__Direction 1__
The tokenization notes below say tokens can be which three kinds of units?
__Direction 2__
Continue the tokenization notes below, starting right after their final line.

__Text segment__
*-*-*
Tokenization is the process of breaking text into smaller units called tokens.

Tokens can be:

1.   Words
2.   Sentences
3.   Characters





In [39]:
import nltk

nltk.download('punkt')
nltk.download('punkt_tab')
nltk.download('wordnet')
nltk.download('omw-1.4')
nltk.download('punkt')
nltk.download('averaged_perceptron_tagger')



[nltk_data] Downloading package punkt to /root/nltk_data...
[nltk_data]   Package punkt is already up-to-date!
[nltk_data] Downloading package punkt_tab to /root/nltk_data...
[nltk_data]   Package punkt_tab is already up-to-date!
[nltk_data] Downloading package wordnet to /root/nltk_data...
[nltk_data]   Package wordnet is already up-to-date!
[nltk_data] Downloading package omw-1.4 to /root/nltk_data...
[nltk_data]   Package omw-1.4 is already up-to-date!
[nltk_data] Downloading package punkt to /root/nltk_data...
[nltk_data]   Package punkt is already up-to-date!
[nltk_data] Downloading package averaged_perceptron_tagger to
[nltk_data]     /root/nltk_data...
[nltk_data]   Package averaged_perceptron_tagger is already up-to-
[nltk_data]       date!


True

Word Tokenization

In [40]:
from nltk.tokenize import word_tokenize

text = "Natural Language Processing is very useful."
*-*-*
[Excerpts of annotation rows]
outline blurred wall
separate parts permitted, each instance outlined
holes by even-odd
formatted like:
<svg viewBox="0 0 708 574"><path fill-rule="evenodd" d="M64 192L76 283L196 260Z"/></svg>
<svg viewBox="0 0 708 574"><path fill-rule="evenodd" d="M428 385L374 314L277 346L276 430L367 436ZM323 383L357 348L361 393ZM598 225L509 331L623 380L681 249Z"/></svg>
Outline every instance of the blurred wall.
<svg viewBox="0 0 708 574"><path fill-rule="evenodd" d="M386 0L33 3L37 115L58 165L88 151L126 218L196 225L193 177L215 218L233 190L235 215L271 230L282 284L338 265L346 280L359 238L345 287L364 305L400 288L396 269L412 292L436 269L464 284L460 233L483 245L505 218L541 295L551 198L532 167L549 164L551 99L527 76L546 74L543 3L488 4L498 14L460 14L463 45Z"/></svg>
*-*-*
__Reply 1__
Words, sentences, and characters.

__Reply 2__
tokens = word_tokenize(text)

print(tokens)


['Natural', 'Language', 'Processing', 'is', 'very', 'useful', '.']


Sentence Tokenization

In [41]:
from nltk.tokenize import sent_tokenize

text = "I love NLP. It is very powerful."
sentences = sent_tokenize(text)

print(sentences)


['I love NLP.', 'It is very powerful.']


Character Tokenization using NLTK RegexpTokenizer

In [42]:
from nltk.tokenize import RegexpTokenizer

tokenizer = RegexpTokenizer(r'\S')  # matches every non-space character
text = "Natural Language"

char_tokens = tokenizer.tokenize(text)
print(char_tokens)


['N', 'a', 't', 'u', 'r', 'a', 'l', 'L', 'a', 'n', 'g', 'u', 'a', 'g', 'e']


### Stemming

Stemming is a rule-based text normalization technique used in Natural Language Processing to reduce words to their root form or base form, known as a "stem."


Porter Stemmer

The Porter Stemmer is the oldest and most commonly used stemming algorithm. It applies a series of five phases of word reduction rules.

In [43]:
from nltk.stem import PorterStemmer

stemmer = PorterStemmer()

words = ["playing", "played", "plays", "easily", "fairly"]
stemmed_words = [stemmer.stem(word) for word in words]

print(stemmed_words)


['play', 'play', 'play', 'easili', 'fairli']


Snowball Stemmer


The Snowball Stemmer is an improvement over the original Porter Stemmer. It is more computationally efficient and supports multiple languages.

In [44]:
from nltk.stem import SnowballStemmer

stemmer = SnowballStemmer("english")

stemmed_words = [stemmer.stem(word) for word in words]

print(stemmed_words)


['play', 'play', 'play', 'easili', 'fair']


Lancaster Stemmer

The Lancaster Stemmer is the most aggressive . It uses a very large set of rules and often "over-stems," meaning it reduces words to very short, unintuitive roots.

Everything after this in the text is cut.